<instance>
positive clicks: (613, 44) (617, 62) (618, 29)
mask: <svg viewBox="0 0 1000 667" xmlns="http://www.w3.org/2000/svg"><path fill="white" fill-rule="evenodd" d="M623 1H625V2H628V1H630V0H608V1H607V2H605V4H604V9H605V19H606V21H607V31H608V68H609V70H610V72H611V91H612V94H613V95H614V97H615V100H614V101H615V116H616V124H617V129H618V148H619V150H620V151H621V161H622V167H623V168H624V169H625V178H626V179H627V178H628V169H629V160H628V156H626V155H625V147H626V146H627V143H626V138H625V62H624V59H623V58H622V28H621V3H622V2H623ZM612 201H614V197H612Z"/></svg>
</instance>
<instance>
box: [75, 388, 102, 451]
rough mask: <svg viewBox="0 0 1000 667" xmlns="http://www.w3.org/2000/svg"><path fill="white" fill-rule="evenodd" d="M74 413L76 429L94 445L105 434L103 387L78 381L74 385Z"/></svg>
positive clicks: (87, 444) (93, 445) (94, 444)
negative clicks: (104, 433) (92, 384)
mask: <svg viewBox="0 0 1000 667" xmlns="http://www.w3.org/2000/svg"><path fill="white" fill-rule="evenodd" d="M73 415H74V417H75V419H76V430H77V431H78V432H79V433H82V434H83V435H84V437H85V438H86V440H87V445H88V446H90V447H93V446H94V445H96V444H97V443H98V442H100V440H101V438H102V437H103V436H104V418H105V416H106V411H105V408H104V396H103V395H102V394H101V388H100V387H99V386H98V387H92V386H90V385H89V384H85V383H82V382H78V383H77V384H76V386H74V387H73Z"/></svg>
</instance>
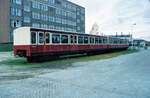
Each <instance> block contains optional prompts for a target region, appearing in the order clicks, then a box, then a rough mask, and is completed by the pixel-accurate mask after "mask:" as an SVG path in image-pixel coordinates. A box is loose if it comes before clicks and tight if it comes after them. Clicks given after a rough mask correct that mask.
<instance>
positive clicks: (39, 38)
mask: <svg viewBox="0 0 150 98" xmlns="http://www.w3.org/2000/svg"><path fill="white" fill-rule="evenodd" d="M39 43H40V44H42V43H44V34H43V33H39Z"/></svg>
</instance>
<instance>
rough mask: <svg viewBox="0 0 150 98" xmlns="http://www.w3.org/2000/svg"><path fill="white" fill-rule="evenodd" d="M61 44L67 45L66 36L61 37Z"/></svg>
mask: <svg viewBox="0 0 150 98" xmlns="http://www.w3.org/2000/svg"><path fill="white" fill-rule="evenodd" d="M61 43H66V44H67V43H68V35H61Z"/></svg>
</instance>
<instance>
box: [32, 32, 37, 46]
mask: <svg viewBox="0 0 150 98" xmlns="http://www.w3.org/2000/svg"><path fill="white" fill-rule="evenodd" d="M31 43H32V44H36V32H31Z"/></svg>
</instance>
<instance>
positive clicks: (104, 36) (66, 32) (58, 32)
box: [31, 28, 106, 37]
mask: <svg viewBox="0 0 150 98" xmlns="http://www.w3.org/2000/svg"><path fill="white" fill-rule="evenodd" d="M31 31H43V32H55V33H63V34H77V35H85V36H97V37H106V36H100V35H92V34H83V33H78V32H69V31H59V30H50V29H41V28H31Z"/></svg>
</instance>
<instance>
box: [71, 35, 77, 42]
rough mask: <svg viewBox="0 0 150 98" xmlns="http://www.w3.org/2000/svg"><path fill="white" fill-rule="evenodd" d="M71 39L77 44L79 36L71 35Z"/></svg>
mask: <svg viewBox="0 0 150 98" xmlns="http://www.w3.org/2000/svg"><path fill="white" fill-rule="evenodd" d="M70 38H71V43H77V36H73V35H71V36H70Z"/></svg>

*TASK TO COMPLETE*. Only the pictures are dropped when you print the material; everything else is copied exactly.

*FINAL ANSWER*.
<instance>
positive clicks: (613, 44) (617, 62) (618, 29)
mask: <svg viewBox="0 0 1000 667" xmlns="http://www.w3.org/2000/svg"><path fill="white" fill-rule="evenodd" d="M623 1H625V2H628V1H630V0H608V1H607V2H605V4H604V9H605V19H606V21H607V31H608V68H609V70H610V72H611V91H612V94H613V95H614V97H615V100H614V101H615V116H616V124H617V129H618V148H619V150H620V151H621V161H622V167H623V168H624V169H625V178H626V179H627V178H628V169H629V160H628V156H626V155H625V147H626V146H627V143H626V138H625V62H624V59H623V58H622V28H621V3H622V2H623ZM612 201H614V197H612Z"/></svg>
</instance>
<instance>
box: [75, 388, 102, 451]
rough mask: <svg viewBox="0 0 1000 667" xmlns="http://www.w3.org/2000/svg"><path fill="white" fill-rule="evenodd" d="M74 413L76 429L94 445L105 434L103 387L78 381L74 385Z"/></svg>
positive clicks: (87, 444) (93, 445) (94, 444)
negative clicks: (104, 433) (92, 384)
mask: <svg viewBox="0 0 1000 667" xmlns="http://www.w3.org/2000/svg"><path fill="white" fill-rule="evenodd" d="M73 415H74V417H75V419H76V430H77V431H78V432H79V433H82V434H83V435H84V437H85V438H86V440H87V445H88V446H90V447H93V446H94V445H96V444H97V443H98V442H100V440H101V438H102V437H103V436H104V418H105V416H106V411H105V408H104V396H103V395H102V394H101V388H100V387H99V386H98V387H92V386H90V385H89V384H85V383H82V382H78V383H77V384H76V386H74V387H73Z"/></svg>
</instance>
Each <instance> block contains optional prompts for a target region, appearing in the order clicks, then a box, then a rough mask, and is completed by the pixel-accurate mask after "mask:" as an SVG path in image-pixel coordinates. A box is loose if it comes before clicks and tight if it comes after them. Clicks given after a rough mask correct that mask.
<instance>
positive clicks: (39, 38)
mask: <svg viewBox="0 0 150 98" xmlns="http://www.w3.org/2000/svg"><path fill="white" fill-rule="evenodd" d="M39 43H40V44H42V43H44V34H43V33H39Z"/></svg>
</instance>
<instance>
rough mask: <svg viewBox="0 0 150 98" xmlns="http://www.w3.org/2000/svg"><path fill="white" fill-rule="evenodd" d="M61 44L67 45L66 36L61 37Z"/></svg>
mask: <svg viewBox="0 0 150 98" xmlns="http://www.w3.org/2000/svg"><path fill="white" fill-rule="evenodd" d="M61 43H66V44H67V43H68V35H61Z"/></svg>
</instance>
<instance>
box: [32, 32, 37, 46]
mask: <svg viewBox="0 0 150 98" xmlns="http://www.w3.org/2000/svg"><path fill="white" fill-rule="evenodd" d="M31 43H32V44H36V32H31Z"/></svg>
</instance>
<instance>
positive clicks: (104, 36) (66, 32) (58, 32)
box: [31, 28, 106, 37]
mask: <svg viewBox="0 0 150 98" xmlns="http://www.w3.org/2000/svg"><path fill="white" fill-rule="evenodd" d="M31 31H43V32H55V33H63V34H77V35H85V36H97V37H106V36H100V35H92V34H83V33H78V32H69V31H59V30H50V29H41V28H31Z"/></svg>
</instance>
<instance>
box: [71, 35, 77, 42]
rough mask: <svg viewBox="0 0 150 98" xmlns="http://www.w3.org/2000/svg"><path fill="white" fill-rule="evenodd" d="M71 39L77 44L79 36L71 35Z"/></svg>
mask: <svg viewBox="0 0 150 98" xmlns="http://www.w3.org/2000/svg"><path fill="white" fill-rule="evenodd" d="M70 38H71V43H77V36H73V35H71V36H70Z"/></svg>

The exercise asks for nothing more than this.